What the task asks - Arrange all the records below as a two-column CSV with the header input,output. Give one row per record: the record's text goes in the first quoted field and its answer in the second, with line breaks turned into spaces.

___ Supplied entries

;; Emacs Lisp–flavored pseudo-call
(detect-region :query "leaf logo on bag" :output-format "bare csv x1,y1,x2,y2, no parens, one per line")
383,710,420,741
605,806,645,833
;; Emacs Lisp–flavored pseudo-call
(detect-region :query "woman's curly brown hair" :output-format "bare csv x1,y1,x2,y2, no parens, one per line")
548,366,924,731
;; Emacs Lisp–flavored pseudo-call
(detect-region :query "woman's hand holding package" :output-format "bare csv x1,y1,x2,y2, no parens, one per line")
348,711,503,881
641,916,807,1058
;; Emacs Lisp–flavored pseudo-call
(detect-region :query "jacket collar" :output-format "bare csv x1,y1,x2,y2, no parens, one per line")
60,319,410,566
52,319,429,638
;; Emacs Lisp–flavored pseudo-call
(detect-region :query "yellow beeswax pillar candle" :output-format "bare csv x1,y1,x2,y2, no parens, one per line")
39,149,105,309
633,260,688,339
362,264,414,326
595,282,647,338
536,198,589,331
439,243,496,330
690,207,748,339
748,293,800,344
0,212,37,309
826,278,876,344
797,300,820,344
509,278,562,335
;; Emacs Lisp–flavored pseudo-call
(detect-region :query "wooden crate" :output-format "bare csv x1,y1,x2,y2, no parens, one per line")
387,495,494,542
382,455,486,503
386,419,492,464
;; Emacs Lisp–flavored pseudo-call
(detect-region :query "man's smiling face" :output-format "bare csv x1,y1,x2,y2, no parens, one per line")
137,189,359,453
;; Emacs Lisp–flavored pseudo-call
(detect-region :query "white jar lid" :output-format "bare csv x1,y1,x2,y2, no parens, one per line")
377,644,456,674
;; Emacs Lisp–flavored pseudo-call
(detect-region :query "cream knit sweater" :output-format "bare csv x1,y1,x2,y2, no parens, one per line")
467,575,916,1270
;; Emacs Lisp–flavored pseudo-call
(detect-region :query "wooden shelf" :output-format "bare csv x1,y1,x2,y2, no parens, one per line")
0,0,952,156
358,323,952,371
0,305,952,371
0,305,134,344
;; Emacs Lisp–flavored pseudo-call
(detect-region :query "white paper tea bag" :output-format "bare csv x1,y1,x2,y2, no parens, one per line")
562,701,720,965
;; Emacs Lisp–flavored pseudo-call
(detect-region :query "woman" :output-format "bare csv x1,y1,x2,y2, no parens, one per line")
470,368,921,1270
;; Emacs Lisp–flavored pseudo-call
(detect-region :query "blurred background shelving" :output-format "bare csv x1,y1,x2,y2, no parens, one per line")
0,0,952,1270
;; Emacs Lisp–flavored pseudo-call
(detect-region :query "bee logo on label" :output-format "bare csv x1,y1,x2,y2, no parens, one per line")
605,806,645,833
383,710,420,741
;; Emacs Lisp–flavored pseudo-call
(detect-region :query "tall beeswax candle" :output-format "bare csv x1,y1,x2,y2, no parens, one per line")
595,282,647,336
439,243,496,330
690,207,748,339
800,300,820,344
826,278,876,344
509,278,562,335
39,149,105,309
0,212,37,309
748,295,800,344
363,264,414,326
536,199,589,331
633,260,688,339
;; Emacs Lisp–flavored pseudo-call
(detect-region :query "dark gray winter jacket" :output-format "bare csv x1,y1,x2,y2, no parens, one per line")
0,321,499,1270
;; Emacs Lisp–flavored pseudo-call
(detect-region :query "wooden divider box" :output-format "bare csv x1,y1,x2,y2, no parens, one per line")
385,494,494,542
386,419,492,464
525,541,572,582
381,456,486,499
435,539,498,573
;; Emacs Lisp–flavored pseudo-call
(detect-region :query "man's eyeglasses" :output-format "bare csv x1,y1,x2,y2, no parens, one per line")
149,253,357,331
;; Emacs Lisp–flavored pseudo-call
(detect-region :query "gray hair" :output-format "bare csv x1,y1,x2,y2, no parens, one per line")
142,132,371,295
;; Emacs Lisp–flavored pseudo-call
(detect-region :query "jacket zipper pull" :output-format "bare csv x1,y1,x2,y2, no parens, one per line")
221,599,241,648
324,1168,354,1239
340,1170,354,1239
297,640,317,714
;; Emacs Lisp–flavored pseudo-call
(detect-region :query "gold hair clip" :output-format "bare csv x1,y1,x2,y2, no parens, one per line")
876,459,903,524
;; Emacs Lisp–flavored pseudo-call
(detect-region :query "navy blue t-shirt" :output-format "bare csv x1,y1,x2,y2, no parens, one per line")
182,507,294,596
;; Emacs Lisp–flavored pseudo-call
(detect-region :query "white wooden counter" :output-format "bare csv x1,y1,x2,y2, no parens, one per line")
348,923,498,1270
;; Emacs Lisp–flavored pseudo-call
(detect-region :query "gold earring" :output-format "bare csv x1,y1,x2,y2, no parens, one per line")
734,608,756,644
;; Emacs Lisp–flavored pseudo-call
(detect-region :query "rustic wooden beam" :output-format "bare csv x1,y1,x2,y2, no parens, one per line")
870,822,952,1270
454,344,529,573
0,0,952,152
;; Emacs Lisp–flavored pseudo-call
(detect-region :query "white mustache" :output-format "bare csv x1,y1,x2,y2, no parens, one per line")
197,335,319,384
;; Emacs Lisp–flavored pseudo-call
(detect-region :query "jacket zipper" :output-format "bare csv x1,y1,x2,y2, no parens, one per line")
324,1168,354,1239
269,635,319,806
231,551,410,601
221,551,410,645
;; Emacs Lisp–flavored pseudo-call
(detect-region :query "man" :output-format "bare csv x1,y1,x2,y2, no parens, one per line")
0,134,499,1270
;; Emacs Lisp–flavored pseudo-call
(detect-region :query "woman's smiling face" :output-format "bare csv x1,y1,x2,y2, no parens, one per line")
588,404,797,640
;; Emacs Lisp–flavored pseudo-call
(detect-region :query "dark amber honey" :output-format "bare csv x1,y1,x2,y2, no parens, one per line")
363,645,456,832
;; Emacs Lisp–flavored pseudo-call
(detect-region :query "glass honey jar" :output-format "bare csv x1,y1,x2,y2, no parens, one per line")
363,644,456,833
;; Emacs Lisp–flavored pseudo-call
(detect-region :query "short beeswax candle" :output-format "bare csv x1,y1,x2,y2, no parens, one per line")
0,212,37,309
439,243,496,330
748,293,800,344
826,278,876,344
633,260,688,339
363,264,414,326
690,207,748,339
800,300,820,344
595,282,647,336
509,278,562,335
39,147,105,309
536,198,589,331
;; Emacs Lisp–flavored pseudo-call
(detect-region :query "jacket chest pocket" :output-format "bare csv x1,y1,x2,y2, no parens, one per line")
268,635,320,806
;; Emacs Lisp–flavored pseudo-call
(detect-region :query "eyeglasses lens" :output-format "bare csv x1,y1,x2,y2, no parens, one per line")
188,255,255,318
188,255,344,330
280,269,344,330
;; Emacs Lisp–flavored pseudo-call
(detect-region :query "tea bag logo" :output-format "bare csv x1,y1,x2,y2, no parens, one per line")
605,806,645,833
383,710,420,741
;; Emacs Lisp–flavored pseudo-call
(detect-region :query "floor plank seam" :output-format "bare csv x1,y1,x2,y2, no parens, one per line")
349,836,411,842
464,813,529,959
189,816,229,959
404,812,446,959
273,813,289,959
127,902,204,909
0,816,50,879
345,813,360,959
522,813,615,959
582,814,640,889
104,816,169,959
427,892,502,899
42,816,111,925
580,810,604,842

______

Correct answer -
input,output
";; Emacs Lisp–flavored pseudo-call (detect-region :query ""leaf logo on bag"" :output-format ""bare csv x1,y1,x2,y2, no parens, one per line"")","383,710,420,741 605,806,645,833"
";; Emacs Lisp–flavored pseudo-call (detect-region :query ""woman's curly brown hair"" :output-format ""bare csv x1,y1,x2,y2, no parens, one per line"")","548,366,924,731"
";; Emacs Lisp–flavored pseudo-call (detect-region :query ""woman's hand holding package"" :output-format ""bare csv x1,y1,x2,y2, no parens, one per line"")","348,711,503,881 641,916,807,1058"
";; Emacs Lisp–flavored pseudo-call (detect-region :query ""jacket collar"" :output-format ""bare csv x1,y1,x2,y2, no parens, one per line"")","60,319,410,566 52,319,429,638"
";; Emacs Lisp–flavored pseudo-call (detect-region :query ""yellow beeswax pillar candle"" :output-format ""bare csv x1,y1,x2,y2, no parens, one per line"")","39,149,105,309 633,260,688,339 362,264,414,326 595,282,647,338 536,198,589,331 439,243,496,330 690,207,748,339 748,293,800,344 0,212,37,309 826,278,876,344 797,300,820,344 509,278,562,335"
";; Emacs Lisp–flavored pseudo-call (detect-region :query ""wooden crate"" :output-format ""bare csv x1,y1,x2,y2, no parens, one per line"")","387,495,494,542 382,455,486,503 386,419,492,464"
";; Emacs Lisp–flavored pseudo-call (detect-region :query ""man's smiling face"" :output-format ""bare csv x1,y1,x2,y2, no parens, one per line"")","137,189,359,453"
";; Emacs Lisp–flavored pseudo-call (detect-region :query ""white jar lid"" :output-format ""bare csv x1,y1,x2,y2, no parens, one per line"")","377,644,456,674"
";; Emacs Lisp–flavored pseudo-call (detect-region :query ""cream knit sweater"" :output-format ""bare csv x1,y1,x2,y2, no parens, one per line"")","467,575,916,1270"
";; Emacs Lisp–flavored pseudo-call (detect-region :query ""wooden shelf"" :output-format ""bare csv x1,y1,x2,y2, no parens, one per line"")","0,0,952,156 358,323,952,371 0,305,952,371 0,305,134,344"
";; Emacs Lisp–flavored pseudo-call (detect-region :query ""white paper tea bag"" :output-format ""bare csv x1,y1,x2,y2, no parens, one per line"")","562,701,720,965"
";; Emacs Lisp–flavored pseudo-call (detect-region :query ""woman"" :output-format ""bare csv x1,y1,x2,y2, no parens, one per line"")","470,368,921,1270"
";; Emacs Lisp–flavored pseudo-call (detect-region :query ""blurred background shelving"" :output-format ""bare csv x1,y1,x2,y2, no parens, one per line"")","0,0,952,1270"
";; Emacs Lisp–flavored pseudo-call (detect-region :query ""bee logo on label"" :output-format ""bare csv x1,y1,x2,y2, no parens, one per line"")","605,806,645,833 383,710,420,741"
";; Emacs Lisp–flavored pseudo-call (detect-region :query ""tall beeswax candle"" :output-format ""bare csv x1,y1,x2,y2, no parens, one per line"")","595,282,647,336 439,243,496,330 690,207,748,339 800,300,820,344 826,278,876,344 509,278,562,335 39,149,105,309 0,212,37,309 748,295,800,344 363,264,414,326 536,199,589,331 633,260,688,339"
";; Emacs Lisp–flavored pseudo-call (detect-region :query ""dark gray winter jacket"" :output-format ""bare csv x1,y1,x2,y2, no parens, one per line"")","0,321,499,1270"
";; Emacs Lisp–flavored pseudo-call (detect-region :query ""wooden divider box"" :output-format ""bare csv x1,y1,x2,y2, no parens, one per line"")","385,494,494,542 386,419,492,464 525,541,572,582 381,456,486,499 435,539,498,573"
";; Emacs Lisp–flavored pseudo-call (detect-region :query ""man's eyeglasses"" :output-format ""bare csv x1,y1,x2,y2, no parens, one per line"")","149,253,357,331"
";; Emacs Lisp–flavored pseudo-call (detect-region :query ""gray hair"" :output-format ""bare csv x1,y1,x2,y2, no parens, one per line"")","142,132,371,295"
";; Emacs Lisp–flavored pseudo-call (detect-region :query ""jacket zipper pull"" :output-format ""bare csv x1,y1,x2,y2, no parens, one per line"")","221,599,241,648 324,1168,354,1239 340,1170,354,1239 297,640,317,714"
";; Emacs Lisp–flavored pseudo-call (detect-region :query ""gold hair clip"" :output-format ""bare csv x1,y1,x2,y2, no parens, one per line"")","876,459,903,524"
";; Emacs Lisp–flavored pseudo-call (detect-region :query ""navy blue t-shirt"" :output-format ""bare csv x1,y1,x2,y2, no parens, one per line"")","182,507,294,596"
";; Emacs Lisp–flavored pseudo-call (detect-region :query ""white wooden counter"" :output-format ""bare csv x1,y1,x2,y2, no parens, one per line"")","348,923,498,1270"
";; Emacs Lisp–flavored pseudo-call (detect-region :query ""gold earring"" :output-format ""bare csv x1,y1,x2,y2, no parens, one per line"")","734,608,756,644"
";; Emacs Lisp–flavored pseudo-call (detect-region :query ""rustic wooden beam"" :output-format ""bare csv x1,y1,x2,y2, no parens, one per line"")","870,822,952,1270 454,344,529,573 0,0,952,152"
";; Emacs Lisp–flavored pseudo-call (detect-region :query ""white mustache"" :output-format ""bare csv x1,y1,x2,y2, no parens, one per line"")","197,335,319,384"
";; Emacs Lisp–flavored pseudo-call (detect-region :query ""jacket zipper"" :output-format ""bare csv x1,y1,x2,y2, no parens, one per line"")","324,1168,354,1239 269,635,319,806 231,551,410,601 221,551,410,645"
";; Emacs Lisp–flavored pseudo-call (detect-region :query ""man"" :output-format ""bare csv x1,y1,x2,y2, no parens, one per line"")","0,134,499,1270"
";; Emacs Lisp–flavored pseudo-call (detect-region :query ""woman's smiling face"" :output-format ""bare csv x1,y1,x2,y2, no parens, one per line"")","588,404,797,640"
";; Emacs Lisp–flavored pseudo-call (detect-region :query ""dark amber honey"" :output-format ""bare csv x1,y1,x2,y2, no parens, one per line"")","363,645,456,832"
";; Emacs Lisp–flavored pseudo-call (detect-region :query ""glass honey jar"" :output-format ""bare csv x1,y1,x2,y2, no parens, one per line"")","363,644,456,833"
";; Emacs Lisp–flavored pseudo-call (detect-region :query ""short beeswax candle"" :output-format ""bare csv x1,y1,x2,y2, no parens, one per line"")","0,212,37,309 439,243,496,330 748,293,800,344 826,278,876,344 633,260,688,339 363,264,414,326 690,207,748,339 800,300,820,344 595,282,647,336 509,278,562,335 39,147,105,309 536,198,589,331"
";; Emacs Lisp–flavored pseudo-call (detect-region :query ""jacket chest pocket"" :output-format ""bare csv x1,y1,x2,y2, no parens, one per line"")","268,635,320,806"
";; Emacs Lisp–flavored pseudo-call (detect-region :query ""eyeglasses lens"" :output-format ""bare csv x1,y1,x2,y2, no parens, one per line"")","188,255,255,318 188,255,344,330 280,269,344,330"
";; Emacs Lisp–flavored pseudo-call (detect-region :query ""tea bag logo"" :output-format ""bare csv x1,y1,x2,y2, no parens, one per line"")","605,806,645,833 383,710,420,741"
";; Emacs Lisp–flavored pseudo-call (detect-region :query ""floor plank seam"" :output-format ""bare csv x1,y1,x2,y2, no parens, one per line"")","349,836,411,842 464,813,529,959 189,816,229,959 404,812,446,959 273,813,289,959 127,902,204,909 0,816,50,879 345,813,360,959 522,813,615,959 582,814,640,889 104,816,169,959 427,892,502,899 42,816,111,925 580,810,604,842"